◆ **What this task involves**
Starting at the words "in Bahia, also" and stopping after "different social context.", rewrite that part of the capoeira text with every "palace" changed to "residence".

◆ **Exercise text**
* * *

The money collected through the fines was used to pay for the drinks consumed by the advanced students.
Bimba did not permit consumption of strong liquors and only allowed beer or mulher barbada (a special
drink wbose recipe only the mestre knew) once the examination and the roda were over. Students and
audience then consumed Bahian food, and all participants, women included, could enjoy themselves in a
samba de roda. The graduation party also included a samba duro.^60
Group identity was further reinforced through the adoption of uniforms. Early types were clearly
modelled on jerseys used in other sports. In subsequent years the uniform reproduced the style of port
workers’ clothes, the abadá—collarless shirts and trousers ending just below the knees. Bimba adopted
white abadás, the colour of the traditional Sunday outfit in which adepts played capoeira during religious
festivals. White is also the colour of the supreme orixã Oxalá worshipped during the Bomfim celebrations
in January (see Chapter 4). The emblem of the school—the Solomon star with an R inside, topped by a
cross—was sewn onto the shirt.^61
Maybe the most important innovation introduced by Mestre Bimba was that he taught his art to a much wider
audience, and thereby contributed to the spreading of capoeira to other social groups. This expansion
without doubt facilitated the decriminalization of the art. According to the testimony of M.Decânio, it all
started when Cisnando Lima came from Ceará to study at the medical faculty in Salvador. Cisnando had
already practised weight-lifting since adolescence and learned ju-jitsu from a Japanese teacher. In other
words, he was already an accomplished sportsman when he discovered capoeira in Salvador. An assiduous
spectator at the different rodas, he was most impressed by Bimba’s style and technique. He eventually
convinced Bimba to teach him, successfully passing the famous entry test, and thus became his first white,
middle-class student in the early 1930s.^62 Soon other students showed up at Bimba’s academy, among
which many future doctors, such as Angelo Decânio. Ever since the mestre registered significant numbers
of students from a middle-class or even an elite background, among them a governor, a judge from the
Court of Appeal, scientists, doctors and many other academics.^63
Bimba and his ‘academy’, the Centro de Cultura Física Regional, or CCFR, became increasingly well-
known in the city of Salvador. His academy moved several times, from the Roça do Lobo during the 1940s
to a central location near Pelourinho Square in the 1960s. He established friendships with a number of
intellectuals, among whom the US anthropologist Donald Pierson.^64 Through his teaching capoeira practice
spread among the middle classes, most of which considered themselves ‘white’, and even to the elite of
Salvador (see Figure 5.4). His contacts eventually led to the decriminalization of capoeira, at least as long as
it was practised in academies. Through his friendship with students from Ceará such as Cisnando Lima a
channel of communication was even opened to the highest authority in the state. Juracy Magalhães, the
interventor (title given to the governor nominated by the central government after the Revolution of 1930)
in Bahia, also came from Ceará. He invited Bimba into the governor’s palace for a private demonstration of
his Regional, somewhere around 1936.^65 One episode often told in relation to that event is that on receiving
the request to go to the palace Bimba was afraid of being arrested, since capoeira still was illegal at the
time.^66 Luiz Renato Vieira, among others, has cast doubt on that story, claiming that at this stage Bimba
knew perfectly well that he had nothing to fear.^67 Reality or invention to dramatize the difficult path
towards social recognition, the fact remains that this demonstration in the palace was one of the first times
when capoeira was performed in a totally different social context.

* * *

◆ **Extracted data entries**
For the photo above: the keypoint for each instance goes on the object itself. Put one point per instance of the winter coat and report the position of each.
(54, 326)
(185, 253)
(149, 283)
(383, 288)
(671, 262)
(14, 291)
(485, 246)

* * *

◆ **Solution to this problem**
in Bahia, also came from Ceará. He invited Bimba into the governor’s residence for a private demonstration of
his Regional, somewhere around 1936.^65 One episode often told in relation to that event is that on receiving
the request to go to the residence Bimba was afraid of being arrested, since capoeira still was illegal at the
time.^66 Luiz Renato Vieira, among others, has cast doubt on that story, claiming that at this stage Bimba
knew perfectly well that he had nothing to fear.^67 Reality or invention to dramatize the difficult path
towards social recognition, the fact remains that this demonstration in the residence was one of the first times
when capoeira was performed in a totally different social context.